Reproduce verbatim the rows from the line containing "segment --target dark" up to and including the line containing "Provide the outline of every instance of the dark", and return only those rows.
## Start Record set
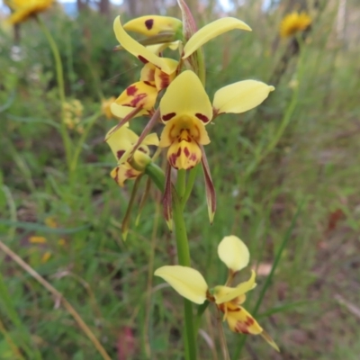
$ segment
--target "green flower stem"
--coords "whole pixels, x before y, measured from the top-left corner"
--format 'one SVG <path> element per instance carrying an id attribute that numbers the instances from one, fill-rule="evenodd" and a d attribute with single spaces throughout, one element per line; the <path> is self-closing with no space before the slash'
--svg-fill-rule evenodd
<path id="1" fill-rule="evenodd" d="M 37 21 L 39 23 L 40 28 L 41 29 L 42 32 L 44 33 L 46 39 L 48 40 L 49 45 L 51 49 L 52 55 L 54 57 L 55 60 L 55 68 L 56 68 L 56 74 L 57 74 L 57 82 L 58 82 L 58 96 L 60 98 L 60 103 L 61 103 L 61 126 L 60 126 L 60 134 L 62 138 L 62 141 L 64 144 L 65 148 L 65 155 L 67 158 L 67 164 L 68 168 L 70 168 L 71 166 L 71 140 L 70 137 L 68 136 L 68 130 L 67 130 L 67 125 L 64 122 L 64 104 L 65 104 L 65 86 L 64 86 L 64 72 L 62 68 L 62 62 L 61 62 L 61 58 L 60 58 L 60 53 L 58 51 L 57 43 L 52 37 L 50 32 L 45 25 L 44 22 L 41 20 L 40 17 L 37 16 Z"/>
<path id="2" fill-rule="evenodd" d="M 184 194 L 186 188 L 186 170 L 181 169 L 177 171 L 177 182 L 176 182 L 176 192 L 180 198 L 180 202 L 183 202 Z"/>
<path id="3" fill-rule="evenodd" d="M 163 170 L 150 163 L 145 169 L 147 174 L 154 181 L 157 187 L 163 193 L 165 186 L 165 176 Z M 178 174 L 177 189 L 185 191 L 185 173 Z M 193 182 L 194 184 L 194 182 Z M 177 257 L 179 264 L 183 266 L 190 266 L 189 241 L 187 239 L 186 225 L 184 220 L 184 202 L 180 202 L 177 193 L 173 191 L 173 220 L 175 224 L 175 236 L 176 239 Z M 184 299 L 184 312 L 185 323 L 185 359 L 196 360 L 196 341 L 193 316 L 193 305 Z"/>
## End Record set
## Start Record set
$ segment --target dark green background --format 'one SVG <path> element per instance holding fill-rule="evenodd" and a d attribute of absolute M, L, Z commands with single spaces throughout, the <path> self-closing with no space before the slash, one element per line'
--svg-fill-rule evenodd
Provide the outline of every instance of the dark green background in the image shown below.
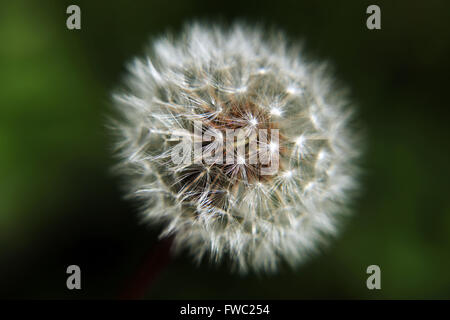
## End Record set
## Start Record set
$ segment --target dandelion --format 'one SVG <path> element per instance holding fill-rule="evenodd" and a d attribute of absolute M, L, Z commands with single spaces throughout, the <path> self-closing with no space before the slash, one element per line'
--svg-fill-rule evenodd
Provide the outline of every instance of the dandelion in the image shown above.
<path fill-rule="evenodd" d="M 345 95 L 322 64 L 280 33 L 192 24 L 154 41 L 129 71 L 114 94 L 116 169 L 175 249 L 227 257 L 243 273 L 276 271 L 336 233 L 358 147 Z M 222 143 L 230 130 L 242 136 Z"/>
## End Record set
**Output of the exercise**
$ segment --target dark green background --format 'one SVG <path> element per instance holding fill-rule="evenodd" and a d attribute of absolute M, L, Z commands with single spaces throughout, the <path> self-closing with no space before the slash, one element per line'
--svg-fill-rule evenodd
Provide the outline of every instance of the dark green background in the image shown below.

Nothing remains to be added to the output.